Dataset excerpt
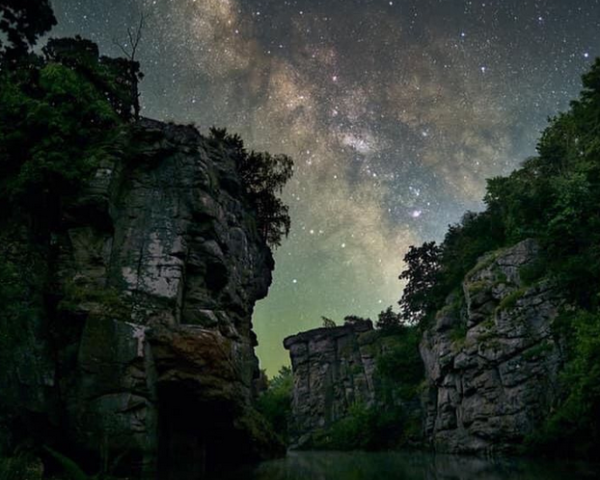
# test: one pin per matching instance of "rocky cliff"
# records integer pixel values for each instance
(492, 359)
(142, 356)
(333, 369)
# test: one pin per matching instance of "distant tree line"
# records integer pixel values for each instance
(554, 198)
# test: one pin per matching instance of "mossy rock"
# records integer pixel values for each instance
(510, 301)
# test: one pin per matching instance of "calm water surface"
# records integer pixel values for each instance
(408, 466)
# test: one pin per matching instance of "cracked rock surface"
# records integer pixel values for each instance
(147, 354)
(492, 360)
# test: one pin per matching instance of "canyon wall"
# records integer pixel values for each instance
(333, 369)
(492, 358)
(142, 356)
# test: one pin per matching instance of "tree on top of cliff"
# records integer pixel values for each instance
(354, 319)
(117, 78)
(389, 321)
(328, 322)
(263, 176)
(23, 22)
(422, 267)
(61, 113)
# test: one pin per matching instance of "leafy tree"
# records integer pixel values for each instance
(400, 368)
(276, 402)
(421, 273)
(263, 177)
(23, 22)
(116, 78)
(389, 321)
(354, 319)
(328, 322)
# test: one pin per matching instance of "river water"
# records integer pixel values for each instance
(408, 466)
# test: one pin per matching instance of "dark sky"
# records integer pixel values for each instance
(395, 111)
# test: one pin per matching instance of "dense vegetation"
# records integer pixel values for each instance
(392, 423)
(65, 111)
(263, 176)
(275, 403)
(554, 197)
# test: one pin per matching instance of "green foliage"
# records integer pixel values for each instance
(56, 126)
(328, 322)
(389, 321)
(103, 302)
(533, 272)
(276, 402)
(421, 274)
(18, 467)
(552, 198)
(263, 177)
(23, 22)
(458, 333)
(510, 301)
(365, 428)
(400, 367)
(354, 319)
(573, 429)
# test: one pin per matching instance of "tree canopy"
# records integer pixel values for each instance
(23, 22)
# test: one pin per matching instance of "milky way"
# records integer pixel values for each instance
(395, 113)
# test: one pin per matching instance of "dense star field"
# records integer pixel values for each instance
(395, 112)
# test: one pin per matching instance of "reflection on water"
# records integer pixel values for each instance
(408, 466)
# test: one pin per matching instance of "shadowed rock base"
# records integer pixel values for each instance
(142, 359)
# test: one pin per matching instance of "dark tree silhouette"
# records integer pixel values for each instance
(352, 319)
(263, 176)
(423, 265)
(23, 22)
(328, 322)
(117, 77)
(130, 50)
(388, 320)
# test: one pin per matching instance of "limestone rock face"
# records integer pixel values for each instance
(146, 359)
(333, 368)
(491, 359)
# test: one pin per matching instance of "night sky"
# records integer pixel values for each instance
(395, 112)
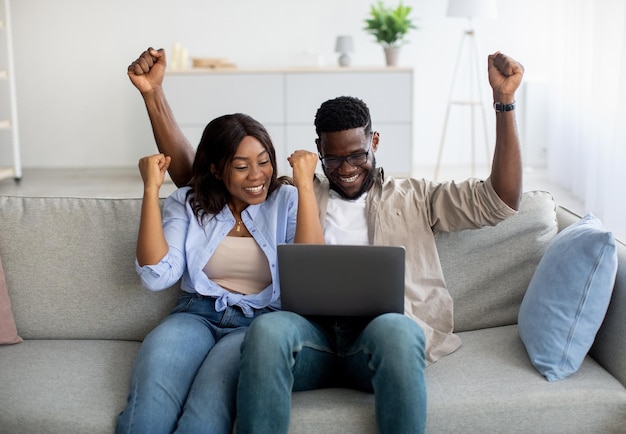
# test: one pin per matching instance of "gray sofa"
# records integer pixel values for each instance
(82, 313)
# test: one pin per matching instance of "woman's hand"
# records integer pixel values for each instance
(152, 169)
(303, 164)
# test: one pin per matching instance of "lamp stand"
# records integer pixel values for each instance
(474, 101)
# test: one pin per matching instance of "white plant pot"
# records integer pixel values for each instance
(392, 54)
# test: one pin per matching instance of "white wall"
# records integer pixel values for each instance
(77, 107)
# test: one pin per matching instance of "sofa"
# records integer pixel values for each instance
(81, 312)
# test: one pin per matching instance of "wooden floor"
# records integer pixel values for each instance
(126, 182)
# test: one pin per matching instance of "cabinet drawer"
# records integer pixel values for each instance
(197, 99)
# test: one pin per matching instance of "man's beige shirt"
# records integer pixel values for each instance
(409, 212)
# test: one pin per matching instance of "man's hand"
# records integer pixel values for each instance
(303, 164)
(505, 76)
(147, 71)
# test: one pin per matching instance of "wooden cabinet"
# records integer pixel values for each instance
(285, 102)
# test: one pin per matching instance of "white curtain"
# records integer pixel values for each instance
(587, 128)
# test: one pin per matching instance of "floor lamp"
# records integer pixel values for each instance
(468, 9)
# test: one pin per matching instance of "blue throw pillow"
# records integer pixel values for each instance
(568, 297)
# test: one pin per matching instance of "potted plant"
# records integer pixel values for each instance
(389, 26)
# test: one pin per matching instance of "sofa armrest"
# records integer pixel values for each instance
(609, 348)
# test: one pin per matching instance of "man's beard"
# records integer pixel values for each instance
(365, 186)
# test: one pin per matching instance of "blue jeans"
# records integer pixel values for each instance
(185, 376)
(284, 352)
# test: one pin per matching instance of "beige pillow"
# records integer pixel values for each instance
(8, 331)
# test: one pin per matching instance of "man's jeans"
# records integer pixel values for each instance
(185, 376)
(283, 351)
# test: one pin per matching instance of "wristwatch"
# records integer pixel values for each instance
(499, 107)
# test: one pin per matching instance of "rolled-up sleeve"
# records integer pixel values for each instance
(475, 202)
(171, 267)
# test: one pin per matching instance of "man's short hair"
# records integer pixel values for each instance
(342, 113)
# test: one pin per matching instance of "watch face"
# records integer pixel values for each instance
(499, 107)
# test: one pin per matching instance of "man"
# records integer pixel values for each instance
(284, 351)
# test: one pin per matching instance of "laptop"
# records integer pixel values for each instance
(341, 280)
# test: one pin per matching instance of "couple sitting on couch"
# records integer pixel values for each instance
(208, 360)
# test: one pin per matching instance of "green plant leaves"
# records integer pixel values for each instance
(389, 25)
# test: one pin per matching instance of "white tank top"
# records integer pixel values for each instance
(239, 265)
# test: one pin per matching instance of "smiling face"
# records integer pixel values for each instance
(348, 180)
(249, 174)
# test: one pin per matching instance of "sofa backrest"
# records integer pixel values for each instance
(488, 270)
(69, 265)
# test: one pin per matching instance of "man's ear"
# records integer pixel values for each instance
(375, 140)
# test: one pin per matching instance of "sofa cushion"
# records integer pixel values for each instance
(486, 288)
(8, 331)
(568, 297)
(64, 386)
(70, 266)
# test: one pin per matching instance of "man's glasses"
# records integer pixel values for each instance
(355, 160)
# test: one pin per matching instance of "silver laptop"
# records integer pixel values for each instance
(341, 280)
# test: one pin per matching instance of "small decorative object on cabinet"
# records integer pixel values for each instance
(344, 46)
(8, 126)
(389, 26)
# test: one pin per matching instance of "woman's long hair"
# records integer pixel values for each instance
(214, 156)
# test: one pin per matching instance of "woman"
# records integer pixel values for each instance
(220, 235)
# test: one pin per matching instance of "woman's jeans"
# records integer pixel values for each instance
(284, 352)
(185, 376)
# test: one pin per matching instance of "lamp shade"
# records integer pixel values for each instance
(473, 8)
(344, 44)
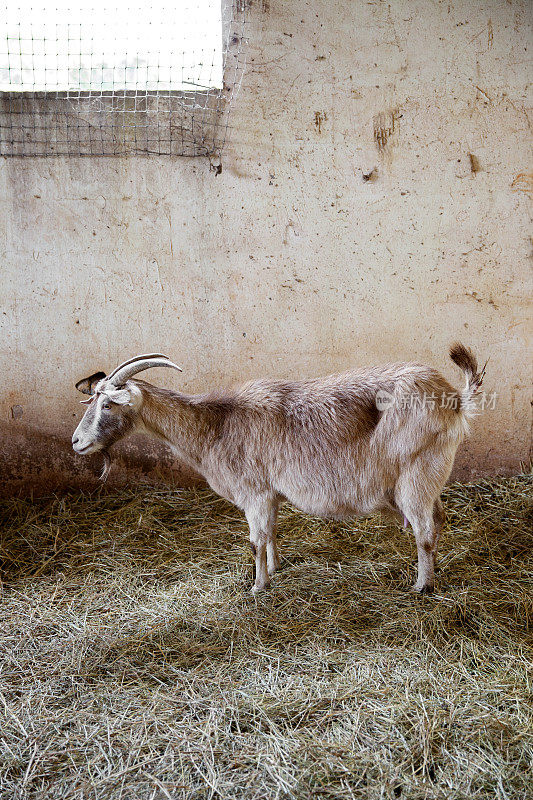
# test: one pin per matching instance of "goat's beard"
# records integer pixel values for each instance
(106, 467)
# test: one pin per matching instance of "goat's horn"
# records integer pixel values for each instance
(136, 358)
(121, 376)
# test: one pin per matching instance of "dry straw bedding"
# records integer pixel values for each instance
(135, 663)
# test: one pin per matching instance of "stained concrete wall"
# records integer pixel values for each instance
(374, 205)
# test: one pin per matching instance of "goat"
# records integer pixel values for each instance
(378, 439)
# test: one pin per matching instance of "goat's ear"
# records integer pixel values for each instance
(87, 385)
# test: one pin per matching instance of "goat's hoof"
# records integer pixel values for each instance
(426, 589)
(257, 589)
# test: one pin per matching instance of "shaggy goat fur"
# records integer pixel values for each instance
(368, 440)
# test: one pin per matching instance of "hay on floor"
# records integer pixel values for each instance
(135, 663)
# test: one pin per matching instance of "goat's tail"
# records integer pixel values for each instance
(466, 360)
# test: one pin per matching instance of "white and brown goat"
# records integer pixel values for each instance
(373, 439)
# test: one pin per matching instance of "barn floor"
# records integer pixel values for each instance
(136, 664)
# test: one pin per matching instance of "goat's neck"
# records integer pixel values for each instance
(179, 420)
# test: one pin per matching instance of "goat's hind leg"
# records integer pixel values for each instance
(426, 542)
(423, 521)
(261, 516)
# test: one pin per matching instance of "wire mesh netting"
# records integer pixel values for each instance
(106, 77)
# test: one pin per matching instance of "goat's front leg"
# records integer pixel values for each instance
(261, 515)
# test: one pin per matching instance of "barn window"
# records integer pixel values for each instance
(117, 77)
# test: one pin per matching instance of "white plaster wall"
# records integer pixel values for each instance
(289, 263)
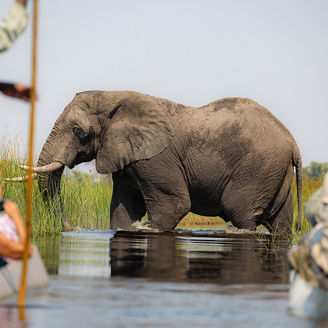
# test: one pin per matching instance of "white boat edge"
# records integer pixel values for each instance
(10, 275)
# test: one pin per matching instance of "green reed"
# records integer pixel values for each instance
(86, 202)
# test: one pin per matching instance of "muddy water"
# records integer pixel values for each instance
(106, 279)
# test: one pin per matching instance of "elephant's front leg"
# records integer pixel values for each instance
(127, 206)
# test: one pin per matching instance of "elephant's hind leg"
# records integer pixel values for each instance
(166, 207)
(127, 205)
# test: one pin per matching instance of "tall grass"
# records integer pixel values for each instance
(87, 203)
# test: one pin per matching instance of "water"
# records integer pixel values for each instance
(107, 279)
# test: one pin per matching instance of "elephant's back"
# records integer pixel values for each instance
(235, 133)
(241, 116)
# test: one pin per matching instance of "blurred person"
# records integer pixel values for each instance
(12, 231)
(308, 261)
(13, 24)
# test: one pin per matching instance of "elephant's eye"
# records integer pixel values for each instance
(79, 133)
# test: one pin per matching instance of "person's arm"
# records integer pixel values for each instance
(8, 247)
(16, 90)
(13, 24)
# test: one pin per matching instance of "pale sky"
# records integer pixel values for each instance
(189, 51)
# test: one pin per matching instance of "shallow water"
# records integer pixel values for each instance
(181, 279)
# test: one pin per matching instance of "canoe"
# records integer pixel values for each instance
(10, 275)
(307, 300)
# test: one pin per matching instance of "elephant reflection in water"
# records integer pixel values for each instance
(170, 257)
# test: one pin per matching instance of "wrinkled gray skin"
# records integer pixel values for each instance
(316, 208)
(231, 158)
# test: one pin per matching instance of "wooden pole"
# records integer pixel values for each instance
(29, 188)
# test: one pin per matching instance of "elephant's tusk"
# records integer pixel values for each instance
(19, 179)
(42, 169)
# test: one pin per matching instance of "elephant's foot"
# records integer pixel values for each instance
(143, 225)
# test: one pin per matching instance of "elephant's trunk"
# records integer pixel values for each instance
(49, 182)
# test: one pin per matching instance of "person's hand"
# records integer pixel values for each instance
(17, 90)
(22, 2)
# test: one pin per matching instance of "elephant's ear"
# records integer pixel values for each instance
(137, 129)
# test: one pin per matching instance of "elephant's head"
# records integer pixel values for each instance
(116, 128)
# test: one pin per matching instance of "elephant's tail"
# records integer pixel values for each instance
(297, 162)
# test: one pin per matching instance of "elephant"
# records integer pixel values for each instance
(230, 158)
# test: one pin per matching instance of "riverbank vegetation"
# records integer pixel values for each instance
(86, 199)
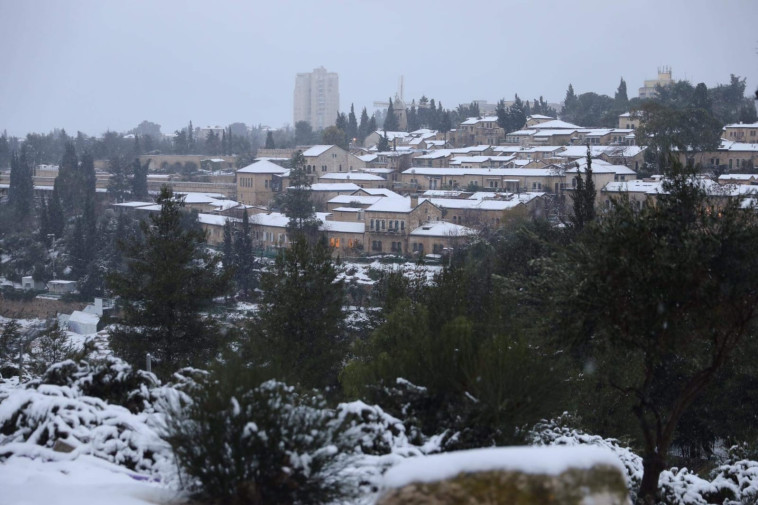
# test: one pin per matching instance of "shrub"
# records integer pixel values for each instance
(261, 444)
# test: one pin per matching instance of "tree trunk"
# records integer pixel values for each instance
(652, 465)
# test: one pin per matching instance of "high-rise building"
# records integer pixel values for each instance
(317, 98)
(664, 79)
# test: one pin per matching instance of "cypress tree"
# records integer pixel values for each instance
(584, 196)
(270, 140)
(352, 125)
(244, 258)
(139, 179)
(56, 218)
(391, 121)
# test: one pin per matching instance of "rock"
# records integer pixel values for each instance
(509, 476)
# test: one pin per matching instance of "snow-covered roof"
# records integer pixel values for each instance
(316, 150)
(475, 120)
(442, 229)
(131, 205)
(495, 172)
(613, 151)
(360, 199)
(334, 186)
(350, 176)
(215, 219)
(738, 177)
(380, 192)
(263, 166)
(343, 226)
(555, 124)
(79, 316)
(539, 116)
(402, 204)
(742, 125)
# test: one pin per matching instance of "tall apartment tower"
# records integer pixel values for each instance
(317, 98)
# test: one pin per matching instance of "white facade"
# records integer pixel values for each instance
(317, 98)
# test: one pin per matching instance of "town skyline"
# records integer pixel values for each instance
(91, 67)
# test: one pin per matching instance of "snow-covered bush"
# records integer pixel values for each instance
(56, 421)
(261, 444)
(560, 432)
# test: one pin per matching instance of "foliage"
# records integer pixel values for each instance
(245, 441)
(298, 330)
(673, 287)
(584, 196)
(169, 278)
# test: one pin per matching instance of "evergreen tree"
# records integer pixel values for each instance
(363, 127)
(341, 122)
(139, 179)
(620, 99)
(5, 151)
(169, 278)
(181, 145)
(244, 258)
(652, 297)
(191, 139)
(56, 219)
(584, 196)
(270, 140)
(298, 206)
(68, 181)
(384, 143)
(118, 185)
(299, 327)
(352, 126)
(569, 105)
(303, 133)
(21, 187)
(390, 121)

__Exercise objective__
Pull out every line of the data above that contains the string "vegetation". Uppercase and lowercase count as different.

__Output for this task__
# test: one pin per matching instance of "dense vegetation"
# test: one pin per matching instance of "riverbank vegetation"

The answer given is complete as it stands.